### SELECTED EXTRACT
# # # # # # #

Fox News star Tucker Carlson took it several steps further in the next hour, going so far as to revive the cruel Seth Rich conspiracy theory that eventually resulted in the network settling with the late DNC staffer’s family for a reported seven figures.

While declaring it “has been verified” that Trump was the victim of a Clinton plot, Carlson insisted that it “has never been true” that Russian operatives were responsible for hacking the Democratic National Committee servers during the 2016 election. (Both the U.S. intelligence community and Special Counsel Robert Mueller’s probe have found that Russia was behind the hacks.)

Unsubtly referencing Rich, who was murdered in 2016 and has since become the subject of unhinged conspiracy theories, Carlson said “the DNC emails were very clearly stolen from within the building, most likely by a Bernie Sanders supporter who wanted to show the world how Bernie Sanders was being shafted by the very same corrupt forces in Washington that later shafted Donald Trump.”

Furthermore, Carlson also displayed a stunning ignorance about the non-private DNS data that the tech firm had mined from 2014 through 2017, according to the Durham filing. “They’re intercepting internet traffic, they must be looking at email or text messages,” the far-right host proclaimed.

Later that night, Trump confidant and Fox News host Sean Hannity devoted most of his primetime show to blustering about Clinton, spying, and how this was—of course—worse than Watergate.

“In the age of the internet, you don’t need to break into a building to steal your opponents’ information, you just need access to their server,” Hannity huffed. “And that’s exactly what the Clinton campaign did. But here’s where this is even worse than Watergate.” He added: “Not only did they hack into the opposing campaign and steal material, like in the case of Watergate, but then they hacked into the office of the president of this great country, according to Durham’s blockbuster filing late Friday!”

# # # # # # #

### REQUIREMENT A
Revise the stretch of the Fox News excerpt from "While declaring it" through "behind the hacks.)", replacing "probe" with "investigation".
### REQUIREMENT B
In the Fox News excerpt, what reason does Hannity give for calling the matter worse than Watergate?
### REQUIREMENT C
Continue the Fox News excerpt from the end of its last sentence.
The lines after this excerpt come from a separate source.

### STORED DATA

# # # # # # #

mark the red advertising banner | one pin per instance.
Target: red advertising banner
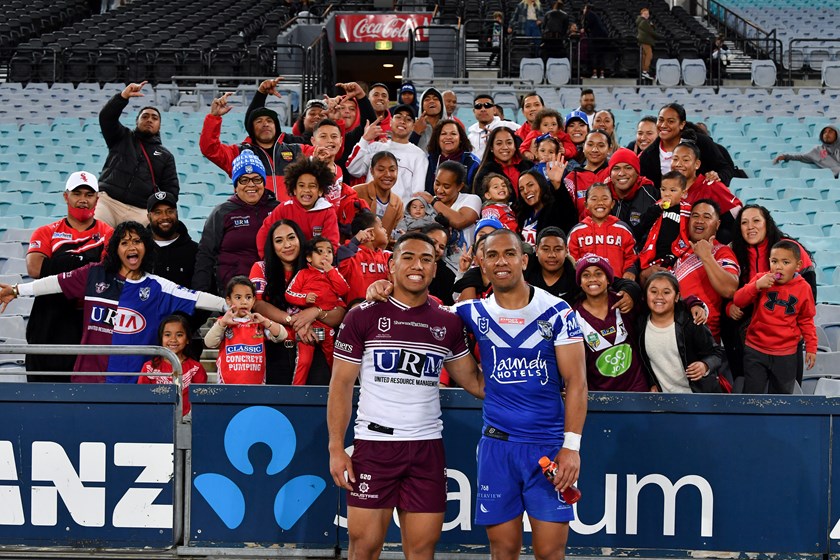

# # # # # # #

### EXERCISE ANSWER A
While declaring it “has been verified” that Trump was the victim of a Clinton plot, Carlson insisted that it “has never been true” that Russian operatives were responsible for hacking the Democratic National Committee servers during the 2016 election. (Both the U.S. intelligence community and Special Counsel Robert Mueller’s investigation have found that Russia was behind the hacks.)

### EXERCISE ANSWER B
Hannity says the Clinton campaign hacked into the opposing campaign and stole material, as in Watergate. He claims it then also hacked into the office of the president, citing Durham's filing.

### EXERCISE ANSWER C
Yet, according to lawyers for David Dagon, a Georgia Institute of Technology data scientist involved with the data analysis, that information only came from Barack Obama’s presidency.

“What Trump and some news outlets are saying is wrong,” Dagon’s lawyers said. “The cybersecurity researchers were investigating malware in the White House, not spying on the Trump campaign, and to our knowledge, all of the data they used was non-private DNS data from before Trump took office.”

Additionally, Durham’s case against Sussmann itself is extremely narrow and doesn’t appear to be very strong, according to national security experts. While Durham said Sussmann falsely told the FBI he didn’t have any clients during their 2016 meeting even though he was representing Clinton and Joffe, Sussmann denied saying that and insisted he was only representing the latter at the time.

Regardless of the increasingly fact-free nature of their spin, it doesn’t appear that Fox News is going to slow down with its “Trump was right” coverage anytime soon.

The ex-president’s favorite morning show Fox & Friends spent much of its three hours on Tuesday morning beating the drum on the story, complete with holding up a New York Post cover that blared “Hillary the Spy.”